WORK TO BE COMPLETED:
Report every line from the following entries that contains the string "door".

START LISTED ENTRIES

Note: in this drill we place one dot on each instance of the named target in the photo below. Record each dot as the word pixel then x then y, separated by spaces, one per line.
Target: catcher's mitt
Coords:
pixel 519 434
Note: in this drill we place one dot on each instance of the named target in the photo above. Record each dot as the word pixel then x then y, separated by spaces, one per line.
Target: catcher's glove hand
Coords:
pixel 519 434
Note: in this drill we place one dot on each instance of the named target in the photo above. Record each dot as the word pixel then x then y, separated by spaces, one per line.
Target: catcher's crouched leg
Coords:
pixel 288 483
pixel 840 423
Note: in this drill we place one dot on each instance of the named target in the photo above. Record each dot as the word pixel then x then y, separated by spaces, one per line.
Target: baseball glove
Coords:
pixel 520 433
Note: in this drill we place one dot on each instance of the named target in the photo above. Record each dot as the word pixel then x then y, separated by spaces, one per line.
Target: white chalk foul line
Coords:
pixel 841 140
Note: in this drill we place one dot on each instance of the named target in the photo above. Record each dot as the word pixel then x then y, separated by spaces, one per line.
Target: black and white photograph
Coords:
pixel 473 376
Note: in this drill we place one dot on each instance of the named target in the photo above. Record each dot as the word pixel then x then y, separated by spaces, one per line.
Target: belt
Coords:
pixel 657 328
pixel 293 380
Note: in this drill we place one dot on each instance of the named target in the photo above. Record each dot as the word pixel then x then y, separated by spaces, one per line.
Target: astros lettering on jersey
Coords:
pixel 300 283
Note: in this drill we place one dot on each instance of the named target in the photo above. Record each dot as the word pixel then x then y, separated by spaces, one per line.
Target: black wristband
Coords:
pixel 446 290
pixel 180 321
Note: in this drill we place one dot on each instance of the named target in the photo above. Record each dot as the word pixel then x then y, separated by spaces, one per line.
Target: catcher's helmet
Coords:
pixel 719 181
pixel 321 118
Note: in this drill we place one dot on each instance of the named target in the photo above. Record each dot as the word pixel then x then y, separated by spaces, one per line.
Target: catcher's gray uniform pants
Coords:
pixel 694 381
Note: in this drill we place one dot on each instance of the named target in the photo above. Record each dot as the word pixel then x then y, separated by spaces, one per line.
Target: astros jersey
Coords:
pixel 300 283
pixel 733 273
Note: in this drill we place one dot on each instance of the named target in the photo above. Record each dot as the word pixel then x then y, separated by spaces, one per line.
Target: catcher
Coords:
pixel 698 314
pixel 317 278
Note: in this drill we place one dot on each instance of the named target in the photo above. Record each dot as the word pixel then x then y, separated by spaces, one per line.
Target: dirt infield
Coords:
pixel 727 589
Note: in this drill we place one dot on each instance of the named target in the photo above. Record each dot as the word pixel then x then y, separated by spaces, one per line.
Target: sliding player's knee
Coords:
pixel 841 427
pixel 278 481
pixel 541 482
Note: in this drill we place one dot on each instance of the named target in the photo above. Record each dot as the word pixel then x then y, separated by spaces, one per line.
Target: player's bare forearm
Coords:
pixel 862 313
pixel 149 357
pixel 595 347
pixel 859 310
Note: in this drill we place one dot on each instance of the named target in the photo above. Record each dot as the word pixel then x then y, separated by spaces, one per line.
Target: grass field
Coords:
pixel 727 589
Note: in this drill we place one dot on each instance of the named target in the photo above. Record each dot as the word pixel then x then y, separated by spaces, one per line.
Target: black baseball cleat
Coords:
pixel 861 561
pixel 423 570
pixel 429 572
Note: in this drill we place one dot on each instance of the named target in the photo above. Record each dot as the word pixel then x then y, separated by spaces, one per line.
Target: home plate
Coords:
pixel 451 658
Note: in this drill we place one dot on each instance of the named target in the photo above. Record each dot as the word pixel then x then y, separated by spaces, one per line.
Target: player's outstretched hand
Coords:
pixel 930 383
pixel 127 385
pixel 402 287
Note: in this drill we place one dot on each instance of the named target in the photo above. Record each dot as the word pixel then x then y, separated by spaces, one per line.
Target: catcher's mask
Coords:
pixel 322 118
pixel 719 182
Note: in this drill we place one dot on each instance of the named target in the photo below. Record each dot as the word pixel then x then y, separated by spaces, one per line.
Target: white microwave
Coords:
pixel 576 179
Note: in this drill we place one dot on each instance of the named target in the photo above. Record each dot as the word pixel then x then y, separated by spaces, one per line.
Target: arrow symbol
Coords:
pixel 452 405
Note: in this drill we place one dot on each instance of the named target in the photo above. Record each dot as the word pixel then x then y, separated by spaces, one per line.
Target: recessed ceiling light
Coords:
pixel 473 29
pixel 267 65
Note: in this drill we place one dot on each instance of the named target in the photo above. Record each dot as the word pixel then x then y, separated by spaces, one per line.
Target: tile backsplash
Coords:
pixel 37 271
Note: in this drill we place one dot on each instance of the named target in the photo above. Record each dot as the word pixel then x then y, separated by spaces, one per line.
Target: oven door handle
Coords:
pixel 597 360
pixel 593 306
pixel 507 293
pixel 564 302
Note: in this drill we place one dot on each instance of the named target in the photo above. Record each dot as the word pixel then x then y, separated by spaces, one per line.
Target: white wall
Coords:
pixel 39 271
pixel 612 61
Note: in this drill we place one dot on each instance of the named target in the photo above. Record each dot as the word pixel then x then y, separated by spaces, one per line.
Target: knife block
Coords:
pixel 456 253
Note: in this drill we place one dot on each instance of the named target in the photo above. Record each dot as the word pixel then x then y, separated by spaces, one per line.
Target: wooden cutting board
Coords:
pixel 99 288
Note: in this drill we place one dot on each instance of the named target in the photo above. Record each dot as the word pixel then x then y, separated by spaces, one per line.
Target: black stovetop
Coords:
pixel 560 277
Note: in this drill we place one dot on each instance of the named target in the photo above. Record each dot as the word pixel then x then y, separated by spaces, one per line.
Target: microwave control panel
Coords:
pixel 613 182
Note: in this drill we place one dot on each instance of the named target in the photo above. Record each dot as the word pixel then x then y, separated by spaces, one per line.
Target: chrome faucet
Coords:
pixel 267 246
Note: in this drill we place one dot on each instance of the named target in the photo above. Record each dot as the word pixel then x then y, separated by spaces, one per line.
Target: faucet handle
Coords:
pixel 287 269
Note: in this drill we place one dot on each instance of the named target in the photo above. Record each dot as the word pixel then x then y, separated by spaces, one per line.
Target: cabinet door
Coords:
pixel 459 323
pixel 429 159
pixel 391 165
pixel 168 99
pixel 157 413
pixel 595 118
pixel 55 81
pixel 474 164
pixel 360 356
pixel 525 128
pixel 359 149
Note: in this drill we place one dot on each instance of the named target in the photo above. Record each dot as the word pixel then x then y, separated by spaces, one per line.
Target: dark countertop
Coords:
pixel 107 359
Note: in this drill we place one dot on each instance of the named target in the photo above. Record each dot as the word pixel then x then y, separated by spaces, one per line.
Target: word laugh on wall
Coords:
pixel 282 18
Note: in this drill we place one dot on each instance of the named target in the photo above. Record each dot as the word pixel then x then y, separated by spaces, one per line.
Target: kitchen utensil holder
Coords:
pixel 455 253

END LISTED ENTRIES

EXERCISE SOLUTION:
Target: oven door handle
Target: cabinet door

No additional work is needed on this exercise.